● **Kutipan Bacaan**

———

Kamis, 21 Februari 2008

FO Menyoroti Kegilaan Komunikasi Kita

Dario Fo memang jeli. Fo, seakan melanjutkan ranah Italian commedia dell’arte, ke wajah komunikasi kita saat ini. “Advertising! Jam demi jam menyiksa otakku untuk memikirkan cara membikin orang mau membeli barang-barang tak berguna”, serunya pada orang iklan yang diburu-buru tengat pesanan perusahaan yang ingin produknya laku di pasar, dan perusahaannya naik ke bursa saham.

Nada mengejek ini khas satiris orang-orang yang sinis pada industri. Tapi, kesinisan ini dibawakan bukan sekadar menolak. Tapi, lebih dari itu. Saya terpesona pada kejeliannya menangkap kegilaan di pojok-pojok komunikasi manusia modern yang mencoba mengindustrikan tiap keping pesan. Dan, kerap menghancurkan retorika interpersonal kita ke dalam kesepiannya manusia dikapitalisasi.

Membaca beberapa naskah Dario Fo (dalam terjemahan Indonesia), yang lahir di Leggiuno-Sangiano, Italia, pada 24 Maret 1926, memang menangkap satiris Italia yang meraih Nobel Prize for Literature pada 1997. Pada Fo, tentu saja bukan sekadar penghargaan Nobel, melainkan ada gaya teatrikal yang menyentil ruang kehidupan kita, seperti komunikasi sosial kita, dengan satir yang menyengat. Dan, kita tahu: ada kegilaan yang mesti dicermati.

Dunia komunikasi punya kegilaan tertentu. Orang kehilangan mata, telinga, hidung, dan perasaan, bahkan nalar ketika keruwetan semakin menghimpit. Orang kerepotan mencari kontrol bagi dirinya.

Dario Fo punya cara menampilkannya. Melalui kesepian pekerja iklan (advertising), pasien sex, filem televisi, polisi neurotik, dinding kamar, suami-istri, dokter dst: digambarkan. Fo menyajikan psikedelik mereka. Fo melihat komunikasi bagai keruwetan lalulintas di saat macet. Semua menceracau, menggerutu, tapi tetap tak dapat jalan.

Misi utama komunikasi manusia ialah menjadi mahluk sosial. Untuk itu, tiap orang merancang strategi komunikasi yang efektif. Tujuan: agar bisa bermasyarakat dengan enjoy, tidak disebut alien atau bahlul oleh orang sekampung. Komunikasi dipahami, dan dilakukan, demi keberhasilan kita di dalam berinteraksi sosial.

Namun, ada ruang dan waktu NOL yang kerap menghadang. Kita suka kehilangan kendali pada titik-titik nadir momen dan ruang-waktu tertentu. Kita kehilangan eksistensi kemanusiaan. Kita terjebak dengan keruwetan menakar siapa kita, mengukur keakuan, dan menalar kita tengah apa. Pada saat itu, ruang dan waktu NOL, kosong, seakan hinggap di sekujur komunikasi manusia.

———

● **Entri data tersimpan**
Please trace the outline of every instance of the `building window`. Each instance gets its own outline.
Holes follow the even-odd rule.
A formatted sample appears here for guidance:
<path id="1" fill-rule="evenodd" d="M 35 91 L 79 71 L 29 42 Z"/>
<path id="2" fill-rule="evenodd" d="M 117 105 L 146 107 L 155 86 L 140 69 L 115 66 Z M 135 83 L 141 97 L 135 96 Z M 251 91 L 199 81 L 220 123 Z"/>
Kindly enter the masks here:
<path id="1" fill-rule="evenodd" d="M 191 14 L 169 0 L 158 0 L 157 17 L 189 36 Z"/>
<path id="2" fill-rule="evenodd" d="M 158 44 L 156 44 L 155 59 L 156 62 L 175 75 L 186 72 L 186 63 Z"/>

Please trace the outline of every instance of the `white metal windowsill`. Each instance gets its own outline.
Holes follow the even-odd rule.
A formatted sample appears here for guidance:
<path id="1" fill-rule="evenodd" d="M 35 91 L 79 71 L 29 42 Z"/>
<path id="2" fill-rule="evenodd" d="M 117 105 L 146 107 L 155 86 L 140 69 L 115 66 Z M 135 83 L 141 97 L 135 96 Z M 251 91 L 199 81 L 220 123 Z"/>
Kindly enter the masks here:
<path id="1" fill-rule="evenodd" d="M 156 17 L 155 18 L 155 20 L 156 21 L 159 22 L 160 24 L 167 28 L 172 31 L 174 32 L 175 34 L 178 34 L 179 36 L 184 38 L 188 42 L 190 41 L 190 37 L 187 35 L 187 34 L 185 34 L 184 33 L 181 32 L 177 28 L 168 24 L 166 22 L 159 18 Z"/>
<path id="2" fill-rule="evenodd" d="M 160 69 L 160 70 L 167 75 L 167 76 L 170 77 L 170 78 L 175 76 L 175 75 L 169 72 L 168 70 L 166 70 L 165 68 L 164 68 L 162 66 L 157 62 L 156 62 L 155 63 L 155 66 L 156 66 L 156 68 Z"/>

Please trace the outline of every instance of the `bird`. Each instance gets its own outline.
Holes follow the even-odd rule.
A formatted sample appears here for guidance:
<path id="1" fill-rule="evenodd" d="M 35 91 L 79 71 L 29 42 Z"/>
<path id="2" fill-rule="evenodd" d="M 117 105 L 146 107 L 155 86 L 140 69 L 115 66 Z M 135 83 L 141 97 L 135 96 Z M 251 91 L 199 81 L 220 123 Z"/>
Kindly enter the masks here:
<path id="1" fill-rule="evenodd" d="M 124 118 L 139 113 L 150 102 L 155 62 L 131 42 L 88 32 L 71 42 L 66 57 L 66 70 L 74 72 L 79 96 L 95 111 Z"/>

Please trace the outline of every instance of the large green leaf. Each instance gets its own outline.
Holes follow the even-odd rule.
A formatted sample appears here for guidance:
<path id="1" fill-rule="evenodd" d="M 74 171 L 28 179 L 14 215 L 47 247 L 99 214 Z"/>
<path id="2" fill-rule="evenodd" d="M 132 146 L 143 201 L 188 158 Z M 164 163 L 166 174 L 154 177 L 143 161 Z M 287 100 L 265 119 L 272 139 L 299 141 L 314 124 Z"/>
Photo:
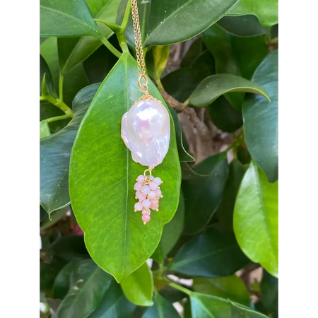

———

● **Isi Latihan**
**1)** Ringkaslah tulisan tentang Dario Fo dalam dua kalimat.
**2)** Menurut tulisan tentang Dario Fo, apa saja yang hilang dari orang ketika keruwetan semakin menghimpit? Sebutkan semuanya.
**3)** Di mana dan kapan Dario Fo lahir menurut tulisan tentang Dario Fo?
Catatan di atas tidak diperlukan untuk mengerjakan latihan ini.

● **Hasil Tiap Tugas**
**1)** Tulisan ini menyoroti cara Dario Fo, satiris Italia peraih Nobel Prize for Literature pada 1997, menggambarkan kegilaan komunikasi manusia modern dengan satir yang menyengat. Komunikasi dipahami sebagai sarana menjadi makhluk sosial, tetapi kerap terhadang ruang dan waktu NOL ketika orang kehilangan kendali dan eksistensi kemanusiaannya.

**2)**
- mata
- telinga
- hidung
- perasaan
- nalar

**3)** Di Leggiuno-Sangiano, Italia, pada 24 Maret 1926.